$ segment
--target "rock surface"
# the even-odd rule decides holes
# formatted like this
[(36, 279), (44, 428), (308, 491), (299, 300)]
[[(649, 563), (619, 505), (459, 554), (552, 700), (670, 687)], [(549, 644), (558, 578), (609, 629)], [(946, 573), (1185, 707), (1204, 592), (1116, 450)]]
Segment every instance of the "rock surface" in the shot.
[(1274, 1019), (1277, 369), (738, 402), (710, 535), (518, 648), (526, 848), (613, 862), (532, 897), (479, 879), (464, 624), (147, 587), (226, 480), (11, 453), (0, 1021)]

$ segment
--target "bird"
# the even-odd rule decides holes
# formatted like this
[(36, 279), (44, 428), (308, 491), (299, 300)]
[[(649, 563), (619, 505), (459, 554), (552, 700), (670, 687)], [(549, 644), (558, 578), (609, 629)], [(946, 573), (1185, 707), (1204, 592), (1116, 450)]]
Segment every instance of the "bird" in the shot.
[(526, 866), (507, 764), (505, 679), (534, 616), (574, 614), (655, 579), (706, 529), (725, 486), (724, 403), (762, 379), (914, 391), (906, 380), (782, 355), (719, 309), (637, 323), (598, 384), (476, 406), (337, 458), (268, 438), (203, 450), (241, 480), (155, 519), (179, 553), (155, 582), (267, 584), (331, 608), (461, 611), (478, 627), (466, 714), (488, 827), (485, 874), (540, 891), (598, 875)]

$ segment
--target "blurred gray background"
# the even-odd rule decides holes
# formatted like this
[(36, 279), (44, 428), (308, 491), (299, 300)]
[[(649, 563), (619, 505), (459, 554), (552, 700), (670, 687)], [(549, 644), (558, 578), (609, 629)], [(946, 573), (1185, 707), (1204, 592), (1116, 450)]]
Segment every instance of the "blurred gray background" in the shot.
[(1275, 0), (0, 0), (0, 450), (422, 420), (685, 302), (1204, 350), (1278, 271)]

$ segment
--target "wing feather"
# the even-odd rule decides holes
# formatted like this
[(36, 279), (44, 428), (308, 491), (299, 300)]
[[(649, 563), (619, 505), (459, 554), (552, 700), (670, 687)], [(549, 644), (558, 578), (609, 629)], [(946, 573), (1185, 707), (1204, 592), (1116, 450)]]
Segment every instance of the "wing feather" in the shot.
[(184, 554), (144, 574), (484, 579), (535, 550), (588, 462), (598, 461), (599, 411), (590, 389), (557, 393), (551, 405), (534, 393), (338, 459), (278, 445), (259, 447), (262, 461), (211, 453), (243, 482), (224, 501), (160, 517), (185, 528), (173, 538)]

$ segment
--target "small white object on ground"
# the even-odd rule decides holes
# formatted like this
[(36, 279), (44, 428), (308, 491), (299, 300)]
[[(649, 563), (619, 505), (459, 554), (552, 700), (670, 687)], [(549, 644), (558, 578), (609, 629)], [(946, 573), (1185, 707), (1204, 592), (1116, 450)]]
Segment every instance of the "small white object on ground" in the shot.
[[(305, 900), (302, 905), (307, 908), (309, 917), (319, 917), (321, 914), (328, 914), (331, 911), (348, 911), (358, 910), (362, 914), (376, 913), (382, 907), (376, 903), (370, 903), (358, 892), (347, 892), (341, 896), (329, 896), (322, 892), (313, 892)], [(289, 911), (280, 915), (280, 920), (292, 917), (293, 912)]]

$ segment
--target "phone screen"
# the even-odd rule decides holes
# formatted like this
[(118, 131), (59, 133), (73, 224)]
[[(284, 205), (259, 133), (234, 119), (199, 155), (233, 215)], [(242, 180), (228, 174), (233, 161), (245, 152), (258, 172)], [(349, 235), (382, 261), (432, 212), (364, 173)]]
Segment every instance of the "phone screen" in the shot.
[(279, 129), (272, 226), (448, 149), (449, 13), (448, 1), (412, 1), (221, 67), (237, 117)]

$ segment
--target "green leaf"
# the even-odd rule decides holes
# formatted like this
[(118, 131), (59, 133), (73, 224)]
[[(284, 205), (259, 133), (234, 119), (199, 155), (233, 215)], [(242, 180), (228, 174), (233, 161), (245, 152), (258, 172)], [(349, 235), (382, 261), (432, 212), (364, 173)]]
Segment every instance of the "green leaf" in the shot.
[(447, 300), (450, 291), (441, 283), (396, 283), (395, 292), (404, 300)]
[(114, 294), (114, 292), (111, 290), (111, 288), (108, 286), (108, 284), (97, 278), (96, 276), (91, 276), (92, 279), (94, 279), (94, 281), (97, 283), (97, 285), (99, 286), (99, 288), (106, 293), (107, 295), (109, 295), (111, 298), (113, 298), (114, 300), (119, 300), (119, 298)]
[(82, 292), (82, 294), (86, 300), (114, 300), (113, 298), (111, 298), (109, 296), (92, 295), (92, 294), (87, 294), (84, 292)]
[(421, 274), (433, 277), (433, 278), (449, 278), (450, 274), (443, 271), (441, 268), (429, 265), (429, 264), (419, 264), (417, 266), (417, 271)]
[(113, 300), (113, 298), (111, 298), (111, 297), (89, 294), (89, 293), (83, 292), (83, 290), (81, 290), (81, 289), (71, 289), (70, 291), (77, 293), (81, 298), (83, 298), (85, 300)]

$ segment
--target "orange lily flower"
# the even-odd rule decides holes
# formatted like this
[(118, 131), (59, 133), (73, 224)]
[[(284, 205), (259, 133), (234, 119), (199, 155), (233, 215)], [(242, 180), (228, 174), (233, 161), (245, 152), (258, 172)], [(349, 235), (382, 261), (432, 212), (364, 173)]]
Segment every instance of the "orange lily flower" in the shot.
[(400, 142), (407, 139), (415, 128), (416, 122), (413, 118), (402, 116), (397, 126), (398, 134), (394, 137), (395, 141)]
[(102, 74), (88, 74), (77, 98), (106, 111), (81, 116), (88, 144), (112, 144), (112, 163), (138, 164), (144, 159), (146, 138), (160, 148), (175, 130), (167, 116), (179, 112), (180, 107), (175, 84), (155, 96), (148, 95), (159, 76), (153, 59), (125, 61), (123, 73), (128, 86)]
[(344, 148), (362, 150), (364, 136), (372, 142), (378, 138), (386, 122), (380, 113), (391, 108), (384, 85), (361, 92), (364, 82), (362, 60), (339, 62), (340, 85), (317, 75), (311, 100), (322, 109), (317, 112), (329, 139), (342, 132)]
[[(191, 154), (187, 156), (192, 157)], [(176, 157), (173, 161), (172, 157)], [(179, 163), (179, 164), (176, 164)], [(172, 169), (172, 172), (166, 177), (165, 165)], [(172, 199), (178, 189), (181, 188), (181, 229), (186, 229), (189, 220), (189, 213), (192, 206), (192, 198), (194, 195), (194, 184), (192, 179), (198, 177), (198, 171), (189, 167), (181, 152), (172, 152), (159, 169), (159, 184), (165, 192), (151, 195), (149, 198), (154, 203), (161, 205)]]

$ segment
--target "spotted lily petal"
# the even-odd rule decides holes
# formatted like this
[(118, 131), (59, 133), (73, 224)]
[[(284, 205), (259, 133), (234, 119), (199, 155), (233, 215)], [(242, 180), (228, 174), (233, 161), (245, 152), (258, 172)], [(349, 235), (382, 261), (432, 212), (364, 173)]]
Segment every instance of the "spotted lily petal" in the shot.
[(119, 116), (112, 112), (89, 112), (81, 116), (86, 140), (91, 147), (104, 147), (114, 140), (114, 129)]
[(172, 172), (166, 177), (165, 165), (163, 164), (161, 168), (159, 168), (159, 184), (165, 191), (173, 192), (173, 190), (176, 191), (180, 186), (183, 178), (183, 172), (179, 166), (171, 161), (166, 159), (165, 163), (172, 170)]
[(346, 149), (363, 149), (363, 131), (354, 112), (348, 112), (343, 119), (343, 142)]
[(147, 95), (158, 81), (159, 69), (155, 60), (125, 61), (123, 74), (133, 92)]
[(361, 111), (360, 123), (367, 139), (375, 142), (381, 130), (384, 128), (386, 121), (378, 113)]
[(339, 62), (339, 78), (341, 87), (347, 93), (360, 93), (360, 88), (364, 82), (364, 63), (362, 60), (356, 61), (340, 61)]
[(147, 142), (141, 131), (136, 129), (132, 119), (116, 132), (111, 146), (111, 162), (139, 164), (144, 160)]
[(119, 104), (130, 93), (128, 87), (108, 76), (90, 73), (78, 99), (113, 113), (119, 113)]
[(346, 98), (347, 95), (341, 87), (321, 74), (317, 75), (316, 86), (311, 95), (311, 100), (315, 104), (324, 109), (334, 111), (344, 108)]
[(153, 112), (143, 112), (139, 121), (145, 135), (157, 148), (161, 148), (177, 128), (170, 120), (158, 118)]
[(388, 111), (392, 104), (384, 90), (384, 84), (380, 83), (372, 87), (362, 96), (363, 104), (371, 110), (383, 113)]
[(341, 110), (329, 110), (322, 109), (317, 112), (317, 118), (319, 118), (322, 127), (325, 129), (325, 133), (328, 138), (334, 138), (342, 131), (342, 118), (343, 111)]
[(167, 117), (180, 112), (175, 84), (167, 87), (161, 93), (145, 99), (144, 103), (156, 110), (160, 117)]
· · · · · · ·
=== Task details ===
Show the lines in the entries above that include the string "target".

=== Written reply ===
--target "rock surface"
--target "bird"
--target "blurred gray background"
--target "wing feather"
--target "small white object on ground"
--target "phone screen"
--target "green leaf"
--target "orange lily flower"
--target "spotted lily petal"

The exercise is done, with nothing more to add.